_EXERCISE OBJECTIVE_
For each statement (a), (b), and (c) below, say yes or no to whether it agrees with the forum thread about AI models, and quote the thread's deciding words. (a) Claude draws negative sentiment because of API pricing policies and frequent server downtime. (b) The first post reports that Codex freezes on macOS more often than expected. (c) The reply about Gemini says more money is spent on Gemini than elsewhere.

(hnup.date)
One thing for sure is that while Claude is currently taking the #1 spot in mentions, it carries a lot of negative sentiment due to API pricing policies and frequent server downtime. On the other hand, the runner-up, GPT-5.5, actually seems to have more positive feedback.
Personally, my experience with Codex wasn't as good as with Claude Code (Codex freezes on Windows more often than you'd expect), so this is a bit surprising. That said, the more defensive GPT is definitely better in terms of sheer code-writing capability. However, GPT actually has quite a few issues with text corruption when generating in Korean or Chinese—something English-speaking users probably don't notice. In terms of model capabilities, when given the same agent.md (CLAUDE.md) file, I think GPT is better at writing code, while Claude is better at writing text during code reviews.
Looking at the bottom right, Qwen and DeepSeek are open-source, so they are largely mentioned in the context of guarding against vendor lock-in, which drives positive sentiment. Considering that Hacker News occasionally shows negative sentiment toward China, the fact that they are viewed this positively—unlike US models—shows that being open-source is a massive advantage in itself.
Anyway, one thing for sure is that Gemini is pretty much unusable.
Gemini is not at all unusable. It is quite usable for the tasks it excels at - to the point that it is the top pick for many tasks and I spend more money there than elsewhere. On the other hand it responds quite differently from the other major models - so that claude and gpt on one hand are similar and gemini requires a different approach. In my opinion people who think gemini is worthless have not learned how to prompt it correctly. Again, it's intuitive and watching concrete response difference due to small input changes, but if I had to summarize it shows its google books / google scholar roots.

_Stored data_

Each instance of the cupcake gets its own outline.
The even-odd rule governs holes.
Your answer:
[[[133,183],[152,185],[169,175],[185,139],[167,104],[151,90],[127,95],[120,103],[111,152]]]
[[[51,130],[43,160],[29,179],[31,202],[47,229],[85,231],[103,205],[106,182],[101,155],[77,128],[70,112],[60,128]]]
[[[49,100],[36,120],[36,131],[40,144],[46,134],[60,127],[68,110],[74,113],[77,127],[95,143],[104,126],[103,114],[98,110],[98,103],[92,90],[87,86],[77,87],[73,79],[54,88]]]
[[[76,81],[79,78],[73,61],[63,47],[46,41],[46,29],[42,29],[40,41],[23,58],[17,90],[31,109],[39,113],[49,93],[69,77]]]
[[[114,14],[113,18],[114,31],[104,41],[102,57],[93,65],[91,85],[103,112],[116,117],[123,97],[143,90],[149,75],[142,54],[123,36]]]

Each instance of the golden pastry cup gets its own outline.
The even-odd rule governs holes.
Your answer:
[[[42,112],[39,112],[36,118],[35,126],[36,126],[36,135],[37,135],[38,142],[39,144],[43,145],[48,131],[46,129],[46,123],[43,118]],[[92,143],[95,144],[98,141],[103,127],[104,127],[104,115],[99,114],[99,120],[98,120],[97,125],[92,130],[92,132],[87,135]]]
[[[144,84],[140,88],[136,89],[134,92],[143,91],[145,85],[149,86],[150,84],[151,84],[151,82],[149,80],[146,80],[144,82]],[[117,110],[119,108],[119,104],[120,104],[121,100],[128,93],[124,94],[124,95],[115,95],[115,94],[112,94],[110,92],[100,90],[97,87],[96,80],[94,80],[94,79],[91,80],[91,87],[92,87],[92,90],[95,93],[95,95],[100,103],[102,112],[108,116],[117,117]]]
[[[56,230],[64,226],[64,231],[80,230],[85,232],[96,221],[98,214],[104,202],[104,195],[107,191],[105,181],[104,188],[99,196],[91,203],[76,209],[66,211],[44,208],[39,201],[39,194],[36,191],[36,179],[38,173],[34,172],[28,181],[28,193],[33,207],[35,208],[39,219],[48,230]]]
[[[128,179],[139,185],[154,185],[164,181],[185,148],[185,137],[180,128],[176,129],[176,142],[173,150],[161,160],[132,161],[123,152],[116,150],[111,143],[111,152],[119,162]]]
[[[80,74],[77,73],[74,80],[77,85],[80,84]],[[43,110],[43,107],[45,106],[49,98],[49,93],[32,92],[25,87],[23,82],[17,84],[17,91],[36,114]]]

_RESULT_
(a) Yes: "it carries a lot of negative sentiment due to API pricing policies and frequent server downtime"
(b) No: "Codex freezes on Windows more often than you'd expect"
(c) Yes: "I spend more money there than elsewhere"